▸ Aim of the exercise
Everything from the line containing "Mark one point on every instance of the stage" through the line containing "Mark one point on every instance of the red" in the listing below should be copied exactly, and nothing more.

▸ Excerpted records
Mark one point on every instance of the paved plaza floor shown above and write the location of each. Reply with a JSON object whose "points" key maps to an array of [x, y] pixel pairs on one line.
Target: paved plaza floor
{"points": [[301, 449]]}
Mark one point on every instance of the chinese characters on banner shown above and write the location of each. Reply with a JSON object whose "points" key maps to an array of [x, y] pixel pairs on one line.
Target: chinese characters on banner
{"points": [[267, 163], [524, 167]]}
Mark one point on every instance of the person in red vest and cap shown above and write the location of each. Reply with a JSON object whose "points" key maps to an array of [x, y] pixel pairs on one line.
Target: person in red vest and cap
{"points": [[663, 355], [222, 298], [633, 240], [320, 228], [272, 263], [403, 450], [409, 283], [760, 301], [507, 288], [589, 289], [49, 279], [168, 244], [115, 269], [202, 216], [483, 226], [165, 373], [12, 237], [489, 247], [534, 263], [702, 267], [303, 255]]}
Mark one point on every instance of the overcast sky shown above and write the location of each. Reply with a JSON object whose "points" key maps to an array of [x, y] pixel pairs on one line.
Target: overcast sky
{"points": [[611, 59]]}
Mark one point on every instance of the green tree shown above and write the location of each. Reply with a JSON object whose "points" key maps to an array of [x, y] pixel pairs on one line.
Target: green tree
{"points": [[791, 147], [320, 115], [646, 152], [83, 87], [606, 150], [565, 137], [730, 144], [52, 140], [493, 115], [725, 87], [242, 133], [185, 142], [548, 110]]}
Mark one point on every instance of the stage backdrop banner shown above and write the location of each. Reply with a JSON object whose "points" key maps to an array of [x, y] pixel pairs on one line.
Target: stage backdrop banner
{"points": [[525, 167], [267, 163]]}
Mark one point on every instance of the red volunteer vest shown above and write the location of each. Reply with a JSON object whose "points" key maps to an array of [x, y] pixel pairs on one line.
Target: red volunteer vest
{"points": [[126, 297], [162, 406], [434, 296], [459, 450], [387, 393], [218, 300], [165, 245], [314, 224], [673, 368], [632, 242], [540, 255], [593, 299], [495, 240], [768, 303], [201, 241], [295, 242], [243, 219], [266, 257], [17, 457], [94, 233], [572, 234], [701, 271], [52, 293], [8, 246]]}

▸ Result for this exercise
Mark one point on every instance of the stage backdrop banner shown above and write the location of each. Reply with a JSON object whose "points" key maps to an array of [x, y] pixel pairs on one line.
Target: stage backdrop banner
{"points": [[525, 167], [267, 163]]}
Mark one point on every instance of the red volunteer vest shown above and write the location of each. Reply with a JSON object whose "points" key maps to an array of [x, y] pixel pairs on one line.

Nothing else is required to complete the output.